O modo de “sinalizar” o texto muda de época para época, de país para país. Uma variação interessante na qual fiquei de olho a vida toda é o uso de travessões ou de aspas para indicar mudança de interlocutor no diálogo. 
 
Aqui no Brasil usamos travessões: 
 
-- Acho que vou dar uma volta. 
-- Vai aonde?... 
-- Vou ali no bar de Genival, ver se encontro a turma. 
-- Vá, mas não demore, porque oito horas a gente vai sair para ir ao teatro. 
-- Ih, é mesmo. Talvez seja melhor esperar, então. 
-- Por mim tudo bem. Só não quero que a gente se atrase. 
 
Todo mundo entende esse diálogo banal entre duas pessoas. Cada travessão indica novo interlocutor. O mercado editorial dos EUA, contudo, usa aspas. Lembro de um comentário antigo de Robert Silverberg. Ele pegou uma tradução italiana de um romance seu, e achou parecido com “uma lista de lavanderia”, porque as falas dos diálogos vinham precedidas por travessões. 
 
Aqui no Brasil sempre usamos travessões, e nos anos 1980 Rubem Fonseca era considerado meio excêntrico (e “americanizado”) porque insistia em usar aspas. Hoje, há uma geração de pessoas que só leem em inglês, e estranham os travessões brasileiros. 
 
Num livro editado nos EUA o diálogo seria marcado com aspas, assim: 
 
“Não vamos atrasar, fique tranquila.” 
“Claro. Mas você sabe – teatro começa na hora.” 
“Ah, nem sempre. Já vi meia hora de atraso”. 
“Eles podem atrasar, a gente não. Detesto entrar numa fila de poltronas com a peça já começada, e a gente no escuro, pisando nos pés dos outros, feito idiota: licença... licença... desculpe...” 
 
Uma coisa que me incomoda de vez em quando, em diálogo, é o autor que sinaliza excessivamente quem falou e quem replicou. Por mim, mesmo num diálogo comprido, basta deixar claro de início quem é um e quem é outro, e confiar que o sentido das frases explique quem foi que disse aquilo. 
 
Mas às vezes o autor sinaliza assim: 
 
-- Qual é mesmo a peça que a gente vai ver? – perguntei. 
-- “Romeu e Julieta” – respondeu ela. 
-- Você só gosta de peça de amor – gracejei. 
-- E você só gosta de ação e aventura – retrucou ela. 
-- Pode ser. “Macbeth” é muito boa. – observei. 
 
Esses pequenos comentários depois de cada fala servem a dois propósitos. O mais simples é este que estou comentando aqui: deixar claro quem disse o quê. O segundo é indicar uma nuance de tom de voz, de intenção, etc.

—————

### REQUISITOS DO EXERCÍCIO
[A] Reproduza, sem alterações, tudo o que vai de "-- Vou ali no" até "os travessões brasileiros." no trecho do documento.
[B] Segundo o trecho do documento, por que Rubem Fonseca era considerado meio excêntrico nos anos 1980?

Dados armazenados
—————

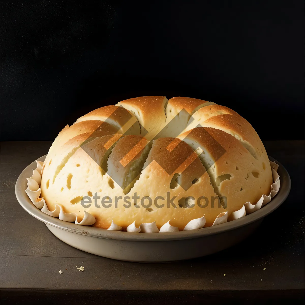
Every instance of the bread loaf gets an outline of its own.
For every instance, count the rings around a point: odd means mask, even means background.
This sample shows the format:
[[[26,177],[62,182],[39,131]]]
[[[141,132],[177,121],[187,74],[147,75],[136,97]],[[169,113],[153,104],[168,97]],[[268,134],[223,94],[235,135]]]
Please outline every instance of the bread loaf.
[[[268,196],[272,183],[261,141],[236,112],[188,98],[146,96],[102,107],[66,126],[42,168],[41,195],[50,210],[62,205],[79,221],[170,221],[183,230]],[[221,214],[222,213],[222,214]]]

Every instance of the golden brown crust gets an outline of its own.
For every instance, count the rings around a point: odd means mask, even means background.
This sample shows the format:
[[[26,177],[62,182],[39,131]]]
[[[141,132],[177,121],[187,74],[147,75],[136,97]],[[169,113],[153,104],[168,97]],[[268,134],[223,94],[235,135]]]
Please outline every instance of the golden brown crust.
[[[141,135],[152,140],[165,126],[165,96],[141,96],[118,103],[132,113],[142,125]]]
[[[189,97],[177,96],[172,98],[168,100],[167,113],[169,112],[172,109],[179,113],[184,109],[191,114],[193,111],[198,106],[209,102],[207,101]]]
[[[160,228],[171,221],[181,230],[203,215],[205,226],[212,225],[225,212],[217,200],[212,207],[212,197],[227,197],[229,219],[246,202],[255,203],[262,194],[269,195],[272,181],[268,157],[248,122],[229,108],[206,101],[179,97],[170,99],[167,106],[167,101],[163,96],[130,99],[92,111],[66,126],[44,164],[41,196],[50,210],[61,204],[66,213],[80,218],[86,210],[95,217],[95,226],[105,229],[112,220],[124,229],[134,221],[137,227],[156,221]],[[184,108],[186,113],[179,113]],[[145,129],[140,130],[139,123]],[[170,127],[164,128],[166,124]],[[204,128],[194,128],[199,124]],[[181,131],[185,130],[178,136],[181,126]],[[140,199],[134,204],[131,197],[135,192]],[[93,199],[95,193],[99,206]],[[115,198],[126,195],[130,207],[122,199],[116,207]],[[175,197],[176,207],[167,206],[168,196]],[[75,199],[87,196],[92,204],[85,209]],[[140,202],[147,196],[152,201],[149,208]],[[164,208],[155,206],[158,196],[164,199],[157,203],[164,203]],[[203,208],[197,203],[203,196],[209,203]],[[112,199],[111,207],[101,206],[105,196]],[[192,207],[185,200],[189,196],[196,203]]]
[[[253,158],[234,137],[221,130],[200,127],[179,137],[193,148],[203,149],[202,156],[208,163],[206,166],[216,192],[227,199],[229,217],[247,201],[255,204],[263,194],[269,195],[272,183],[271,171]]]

—————

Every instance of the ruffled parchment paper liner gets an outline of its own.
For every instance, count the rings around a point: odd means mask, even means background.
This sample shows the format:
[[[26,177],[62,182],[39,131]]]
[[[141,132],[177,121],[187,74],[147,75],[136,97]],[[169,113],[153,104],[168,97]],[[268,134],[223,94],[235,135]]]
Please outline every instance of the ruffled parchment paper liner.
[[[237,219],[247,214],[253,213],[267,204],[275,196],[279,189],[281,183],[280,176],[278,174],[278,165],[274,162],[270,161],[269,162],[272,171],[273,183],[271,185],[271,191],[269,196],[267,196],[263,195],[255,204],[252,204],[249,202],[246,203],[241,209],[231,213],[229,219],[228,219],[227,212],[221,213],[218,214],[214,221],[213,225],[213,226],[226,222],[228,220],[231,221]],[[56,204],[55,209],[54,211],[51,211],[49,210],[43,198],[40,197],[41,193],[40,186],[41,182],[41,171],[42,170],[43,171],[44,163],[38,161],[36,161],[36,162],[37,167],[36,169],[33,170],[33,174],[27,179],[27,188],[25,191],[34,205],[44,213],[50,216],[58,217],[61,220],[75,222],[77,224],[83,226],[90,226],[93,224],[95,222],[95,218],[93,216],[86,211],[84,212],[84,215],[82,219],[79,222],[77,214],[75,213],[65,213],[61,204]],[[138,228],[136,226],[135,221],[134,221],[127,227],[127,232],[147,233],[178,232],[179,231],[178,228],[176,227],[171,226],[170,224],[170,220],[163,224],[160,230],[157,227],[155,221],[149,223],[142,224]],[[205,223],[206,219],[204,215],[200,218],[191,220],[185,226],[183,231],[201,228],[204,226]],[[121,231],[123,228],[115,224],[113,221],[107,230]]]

—————

### RESPOSTAS DAS TAREFAS
[A]
-- Vou ali no bar de Genival, ver se encontro a turma. 
-- Vá, mas não demore, porque oito horas a gente vai sair para ir ao teatro. 
-- Ih, é mesmo. Talvez seja melhor esperar, então. 
-- Por mim tudo bem. Só não quero que a gente se atrase. 
 
Todo mundo entende esse diálogo banal entre duas pessoas. Cada travessão indica novo interlocutor. O mercado editorial dos EUA, contudo, usa aspas. Lembro de um comentário antigo de Robert Silverberg. Ele pegou uma tradução italiana de um romance seu, e achou parecido com “uma lista de lavanderia”, porque as falas dos diálogos vinham precedidas por travessões. 
 
Aqui no Brasil sempre usamos travessões, e nos anos 1980 Rubem Fonseca era considerado meio excêntrico (e “americanizado”) porque insistia em usar aspas. Hoje, há uma geração de pessoas que só leem em inglês, e estranham os travessões brasileiros.

[B] Porque insistia em usar aspas.